==== Text provided

This makes no sense. Genjustu has always required focus from the user,  you cant say its false when its icommon knowledge. I'm not sure how suna banning sharingan genjustu helps your point, they banned it from 1 on 1 occurrences due to needing another person to break you out, it has nothing to do with my original point.



Dr. White said:


> Also once again Minato and Obito were clearly moving at similar speeds as was the same in the exact same scenario prior when Obito tried to chain Minato like a dumbass.


Not sure what you're talking about. Kishimoto made it clear that Minato was faster, when he made Minato say "it's a battle of speed", and made Minato win that same said battle, so Minato was clearly faster. Lol Obito didn't physically react to Minato, he reacted with his kamui phasing, two completely different things, by that basis Obito is similar to V2 Ay in speed because he reacted with his phasing. Show me Obito physically reacting to Minato, then well talk.



Dr. White said:


> Itachi catches Bee immediately after dodging Killer Bee from inches


How does it make my conclusion wrong Bee and Itachi were completely stationary, while in Minato's and obito were both moving, and this was all against a guy who was physically faster than him. Again that scene was a lot faster than you actually think, it just slowed down to show the momentum of the fight, they were likely moving 10x faster than you it was made out to be.




Dr. White said:


> Orochimaru gets caught on a


Again Oro was standing stationary looking directly into Itachi's eyes, how does this correlate to Obito trying to put someone faster than him in a genjutsu, while he's moving fast as well? In fact trying to put Minato in genjutsu sounds stupider than not putting him in one given the situation he was in.



Dr. White said:


> Sasuke catches  (which is faster than base Minato hopping at Obito at the same speed.)


Sasuke only caught Killer Bee in a genjutsu after he reached a certain distance, it also doesn't hurt that Kishi made it *blatantly* obvious that Killer Bee was looking directly into Sasuke's eyes, whereas he didn't do such thing with minato and obito, indicating that Minato wasn't actually looking directly into his eyes.

Its like saying someone in a car moving at an extereme speed, would be able to catch eye contact with another driver going slightly faster than him.


----------



## JiraiyaFlash (Jan 25, 2017)

There is still doubts on is he really looked at his eye.. And also why we never thinkin' like..

His shunshin +  throwin knife moment happened so fast he wasnt even able to think Genjutsu as a option. 

Cuz we have many Sharingan cqc fight in this series and many times genjutsu aint considered as fight ender.

Kakashi Vs Kakuzu
Kakashi Vs Zabuza
Kakashi Vs Deidara
Sasuke Vs Oroc
Itachi Vs Jiraiya
Sasuke Vs Bee
Sasuke Vs Raikage
etc
etc
etc

We have so many "looking to eye" moment and genjutsu didnt happened.. So if you find that moment PIS for Minato's favor.. Than all series is PIS.

========
==== Dataset records

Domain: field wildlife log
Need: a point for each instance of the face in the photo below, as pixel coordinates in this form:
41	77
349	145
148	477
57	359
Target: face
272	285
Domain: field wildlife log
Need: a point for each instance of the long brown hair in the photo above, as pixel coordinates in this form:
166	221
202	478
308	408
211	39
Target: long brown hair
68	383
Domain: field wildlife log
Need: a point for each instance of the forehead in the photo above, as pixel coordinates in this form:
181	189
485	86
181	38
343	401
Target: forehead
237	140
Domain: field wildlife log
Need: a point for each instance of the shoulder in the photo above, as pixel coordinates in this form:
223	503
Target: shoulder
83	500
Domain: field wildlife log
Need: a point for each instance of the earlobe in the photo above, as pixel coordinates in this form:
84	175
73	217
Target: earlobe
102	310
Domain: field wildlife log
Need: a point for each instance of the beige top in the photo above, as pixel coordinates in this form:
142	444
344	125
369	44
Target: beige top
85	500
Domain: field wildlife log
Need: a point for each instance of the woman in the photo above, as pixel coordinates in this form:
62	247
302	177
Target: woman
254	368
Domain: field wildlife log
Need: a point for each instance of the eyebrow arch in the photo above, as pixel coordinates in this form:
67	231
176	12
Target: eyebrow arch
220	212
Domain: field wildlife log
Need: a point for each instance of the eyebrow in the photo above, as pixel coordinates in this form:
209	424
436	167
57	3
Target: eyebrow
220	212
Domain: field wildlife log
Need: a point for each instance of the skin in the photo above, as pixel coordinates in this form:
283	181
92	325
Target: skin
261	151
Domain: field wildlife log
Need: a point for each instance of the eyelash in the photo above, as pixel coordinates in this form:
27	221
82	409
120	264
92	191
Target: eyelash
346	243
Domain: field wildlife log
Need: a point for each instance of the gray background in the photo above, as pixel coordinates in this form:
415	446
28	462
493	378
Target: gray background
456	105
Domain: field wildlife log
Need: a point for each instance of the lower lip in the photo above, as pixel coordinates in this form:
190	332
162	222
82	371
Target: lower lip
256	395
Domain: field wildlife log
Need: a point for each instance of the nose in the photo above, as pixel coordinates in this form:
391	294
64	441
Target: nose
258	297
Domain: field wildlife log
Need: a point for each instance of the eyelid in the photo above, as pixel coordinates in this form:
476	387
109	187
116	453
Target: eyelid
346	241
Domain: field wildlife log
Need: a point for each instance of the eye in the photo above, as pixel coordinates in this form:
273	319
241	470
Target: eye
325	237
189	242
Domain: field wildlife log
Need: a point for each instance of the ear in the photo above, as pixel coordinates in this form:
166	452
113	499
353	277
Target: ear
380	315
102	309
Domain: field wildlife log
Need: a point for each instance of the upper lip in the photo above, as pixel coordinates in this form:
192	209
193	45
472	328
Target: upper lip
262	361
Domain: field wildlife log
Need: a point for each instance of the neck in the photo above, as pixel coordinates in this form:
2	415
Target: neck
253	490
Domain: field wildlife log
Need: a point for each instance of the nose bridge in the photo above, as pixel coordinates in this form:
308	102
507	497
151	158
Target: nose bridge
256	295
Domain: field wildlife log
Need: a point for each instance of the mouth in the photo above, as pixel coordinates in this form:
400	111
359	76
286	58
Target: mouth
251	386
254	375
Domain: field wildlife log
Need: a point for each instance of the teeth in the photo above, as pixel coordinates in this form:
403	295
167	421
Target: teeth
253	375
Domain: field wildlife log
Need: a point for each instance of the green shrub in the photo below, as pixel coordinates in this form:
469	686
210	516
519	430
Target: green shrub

========

§ **Directive**: In the forum thread, why does the first reply say Suna banned sharingan genjutsu in one-on-one situations?

§ **Task result**: It was banned because another person is needed to break you out of it.